[Entries from a point annotation set]
━━━━━━━━━━

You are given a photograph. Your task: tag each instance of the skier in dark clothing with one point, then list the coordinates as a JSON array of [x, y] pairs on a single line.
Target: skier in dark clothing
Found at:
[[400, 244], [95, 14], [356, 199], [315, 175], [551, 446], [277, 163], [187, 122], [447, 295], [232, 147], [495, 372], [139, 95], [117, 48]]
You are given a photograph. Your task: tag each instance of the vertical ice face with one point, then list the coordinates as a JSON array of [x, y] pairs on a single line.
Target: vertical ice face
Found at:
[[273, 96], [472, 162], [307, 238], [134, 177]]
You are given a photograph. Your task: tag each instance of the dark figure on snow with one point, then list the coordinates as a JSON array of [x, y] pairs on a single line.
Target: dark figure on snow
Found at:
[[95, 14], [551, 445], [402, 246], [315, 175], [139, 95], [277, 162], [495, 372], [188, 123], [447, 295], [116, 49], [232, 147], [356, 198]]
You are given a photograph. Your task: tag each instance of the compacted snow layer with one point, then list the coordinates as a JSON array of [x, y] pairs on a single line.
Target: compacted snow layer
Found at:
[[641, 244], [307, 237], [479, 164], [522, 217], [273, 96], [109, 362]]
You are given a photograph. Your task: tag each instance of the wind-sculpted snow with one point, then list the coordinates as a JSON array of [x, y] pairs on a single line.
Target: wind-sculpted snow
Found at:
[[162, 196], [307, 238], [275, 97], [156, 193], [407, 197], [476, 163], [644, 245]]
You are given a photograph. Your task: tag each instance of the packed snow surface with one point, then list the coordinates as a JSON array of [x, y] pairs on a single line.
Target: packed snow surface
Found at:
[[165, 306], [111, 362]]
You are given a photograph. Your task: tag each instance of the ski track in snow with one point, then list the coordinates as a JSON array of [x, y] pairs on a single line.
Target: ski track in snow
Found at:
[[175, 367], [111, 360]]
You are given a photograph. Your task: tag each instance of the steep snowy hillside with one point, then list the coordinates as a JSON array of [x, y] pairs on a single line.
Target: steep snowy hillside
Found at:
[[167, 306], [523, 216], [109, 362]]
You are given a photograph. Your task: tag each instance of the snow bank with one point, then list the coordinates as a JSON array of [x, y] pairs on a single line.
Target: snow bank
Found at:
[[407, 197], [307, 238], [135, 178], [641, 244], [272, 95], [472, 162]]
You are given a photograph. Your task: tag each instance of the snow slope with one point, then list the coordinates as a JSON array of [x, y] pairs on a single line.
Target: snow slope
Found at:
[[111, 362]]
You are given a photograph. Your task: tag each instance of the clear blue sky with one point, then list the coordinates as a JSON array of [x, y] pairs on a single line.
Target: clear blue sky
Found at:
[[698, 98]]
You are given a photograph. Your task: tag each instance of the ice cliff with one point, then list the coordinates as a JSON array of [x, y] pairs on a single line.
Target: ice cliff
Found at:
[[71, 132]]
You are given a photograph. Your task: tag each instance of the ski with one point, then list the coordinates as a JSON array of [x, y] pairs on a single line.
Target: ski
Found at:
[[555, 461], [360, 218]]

━━━━━━━━━━

What to do:
Retype the records above verbatim, from the first line through the line containing "95], [117, 48]]", with both of those lines included.

Output below:
You are given a photograph. Your task: tag each instance of the skier in dark clothing with one point, then list the coordinates as a JSON array of [x, y] pairs on a single line.
Target: skier in dark clothing
Found at:
[[400, 244], [95, 14], [356, 199], [315, 175], [551, 446], [277, 163], [187, 122], [447, 295], [232, 147], [495, 372], [139, 95], [117, 48]]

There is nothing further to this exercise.